Every entry that follows must be written out exactly, apart from its pictures.
(Beginning of Data supplied)
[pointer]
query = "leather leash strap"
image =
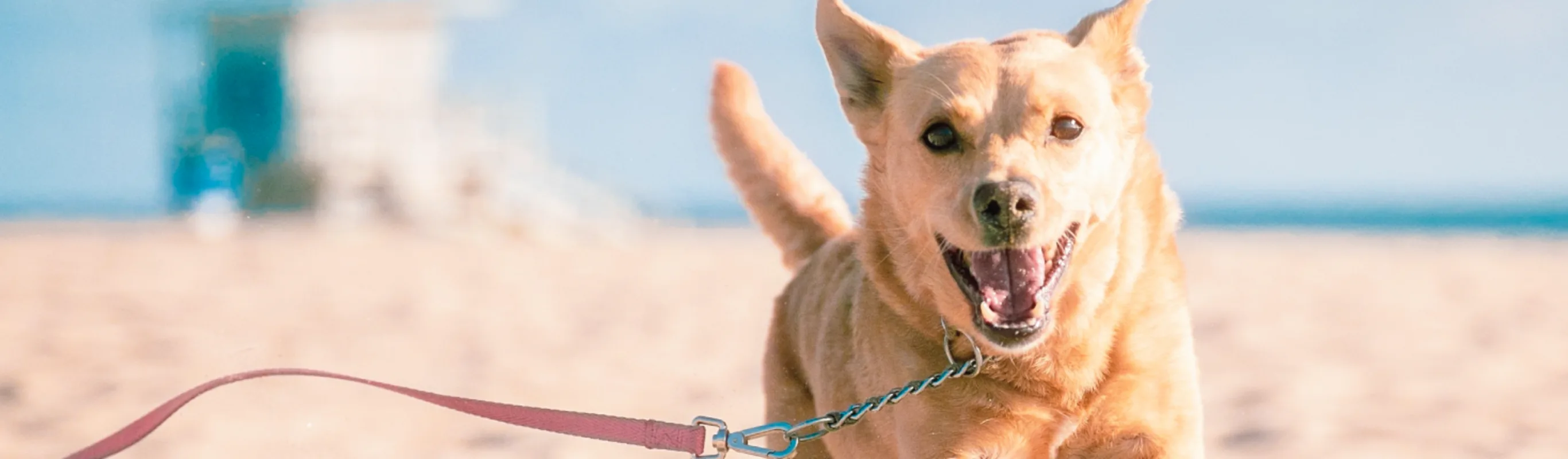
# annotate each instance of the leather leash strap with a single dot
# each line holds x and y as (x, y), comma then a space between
(End of Data supplied)
**Solution to this task:**
[pointer]
query = "leather leash strap"
image =
# annotate each instance of the leather leash strap with a single dot
# each line holds x and y as (x, y), comma then a space between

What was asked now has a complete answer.